• Verilen Metin:

-=-=-

Özellikle girişimcilik ekosistemi gibi kalifiye insan kaynağının az ve kıymetli olduğu sektörlerde, çalışanların sıklıkla rakip firmalar tarafından ayartılması ve cazip tekliflerle transfer edilmeye çalışılması söz konusu olabilmektedir. İş ortakları, tedarikçiler, müşteriler gibi ilişkili taraflarla imzalanan sözleşmelere konulabilecek ayartmama (non-solicitation) düzenlemeleri ile çalışanlarınızı kaybetme riskinizi azaltmaya çalışsanız dahi, aranızda hiçbir sözleşmesel ilişki bulunmayan diğer girişimler ve rakipleriniz hala çalışanlarınızın peşine düşebilir.
Neyse ki, 4857 sayılı İş Kanunu’nda çalışanlarınızı ayartmak isteyenlerin iki defa düşünmesini sağlayabileceğiniz özel bir hüküm mevcut. İş Kanunu’nun 23. maddesi uyarınca işçiyi işe alan yeni işverenin, belirli hal ve şartlar altında eski işverene karşı sorumluluğu gündeme gelebilecektir. Bu düzenleme ile yasa koyucu, eski işverenin, işçinin haksız veya usulsüz feshi durumunda, işçinin yanı sıra belirli şartlarda yeni işverenin de sorumluluğuna başvurmasının önünü açmıştır. Söz konusu yeni işverenin sorumluluğu cezai olmayan hukuki bir sorumluluktur. Böylelikle şartların oluşması halinde yeni işveren ve işçi müteselsil sorumlu olmaktadır. Düzenlemenin amacı çalışma özgürlüğünün sınırlandırılması değil, çalışanını haksız ve ani bir şekilde kaybeden işverenin zararını tazmin edebilmesini sağlamaktır.

-=-=-

• Verilen Bilgiler:
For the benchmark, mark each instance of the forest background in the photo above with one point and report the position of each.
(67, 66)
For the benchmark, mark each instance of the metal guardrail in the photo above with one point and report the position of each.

-=-=-

Verilen metinde, ayartmama düzenlemelerine yer verilebilecek sözleşmelerin imzalandığı ilişkili taraflar arasında hangileri sayılıyor? Hepsini sıralayın.

• Alıştırma Sonucu:
- İş ortakları
- Tedarikçiler
- Müşteriler